▶ [Work instructions]: Repeat what the lines below say, word for word, and skip every image.

▶ [Pointing dataset records]:
◆ ◆ ◆
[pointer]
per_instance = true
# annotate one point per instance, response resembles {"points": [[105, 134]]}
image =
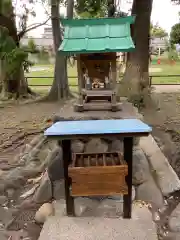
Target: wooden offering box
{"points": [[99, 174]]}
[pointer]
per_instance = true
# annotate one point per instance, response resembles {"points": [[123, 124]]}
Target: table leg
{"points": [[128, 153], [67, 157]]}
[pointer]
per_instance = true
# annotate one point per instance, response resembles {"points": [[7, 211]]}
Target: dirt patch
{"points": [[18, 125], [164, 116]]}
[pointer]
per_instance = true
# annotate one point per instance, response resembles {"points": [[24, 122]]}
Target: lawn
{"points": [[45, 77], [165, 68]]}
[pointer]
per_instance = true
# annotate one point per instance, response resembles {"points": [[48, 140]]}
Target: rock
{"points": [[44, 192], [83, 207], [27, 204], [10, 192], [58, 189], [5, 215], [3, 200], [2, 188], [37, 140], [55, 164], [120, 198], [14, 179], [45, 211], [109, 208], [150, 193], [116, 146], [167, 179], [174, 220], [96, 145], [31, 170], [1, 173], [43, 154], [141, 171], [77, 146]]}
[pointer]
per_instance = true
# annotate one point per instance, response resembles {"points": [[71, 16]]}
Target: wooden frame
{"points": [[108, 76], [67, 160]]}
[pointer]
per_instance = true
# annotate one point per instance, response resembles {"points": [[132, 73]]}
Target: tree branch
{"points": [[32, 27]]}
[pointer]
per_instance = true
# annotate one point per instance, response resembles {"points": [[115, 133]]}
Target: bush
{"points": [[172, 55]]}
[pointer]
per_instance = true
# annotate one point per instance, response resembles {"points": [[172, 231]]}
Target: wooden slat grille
◆ ◆ ◆
▶ [Task answer]:
[pointer]
per_instance = true
# annotate one point per instance, response resembles {"points": [[105, 134]]}
image =
Target: wooden offering box
{"points": [[99, 174]]}
[pointer]
per_instance = true
# annotate one point per instance, response resembles {"points": [[123, 124]]}
Target: table leg
{"points": [[128, 153], [67, 157]]}
[pointer]
per_instance = true
# annotate one point per instance, response resembles {"points": [[7, 211]]}
Target: dirt patch
{"points": [[18, 125], [164, 116]]}
[pointer]
per_instance = true
# annotate one point per instance, response resembles {"points": [[24, 122]]}
Target: lawn
{"points": [[45, 77], [165, 68]]}
[pointer]
per_instance = true
# annotate one point per instance, response resembles {"points": [[48, 140]]}
Target: rock
{"points": [[44, 192], [83, 207], [27, 204], [10, 192], [58, 189], [5, 215], [3, 200], [2, 188], [37, 140], [55, 164], [120, 198], [14, 179], [45, 211], [109, 208], [150, 193], [116, 146], [167, 179], [174, 220], [96, 145], [31, 170], [1, 173], [43, 154], [141, 171], [77, 146]]}
[pointer]
per_instance = true
# annotate one point per instance, response resembles {"points": [[71, 16]]}
Target: wooden frame
{"points": [[108, 76], [67, 160]]}
[pointer]
per_instance = true
# annotate one point per instance, response resembles {"points": [[132, 73]]}
Target: tree branch
{"points": [[32, 27]]}
[pointer]
per_instance = true
# annotate one point per instance, response resembles {"points": [[115, 133]]}
Target: bush
{"points": [[172, 55]]}
[pointer]
per_instance = true
# annotate one point per instance, response resembles {"points": [[172, 231]]}
Target: wooden slat grille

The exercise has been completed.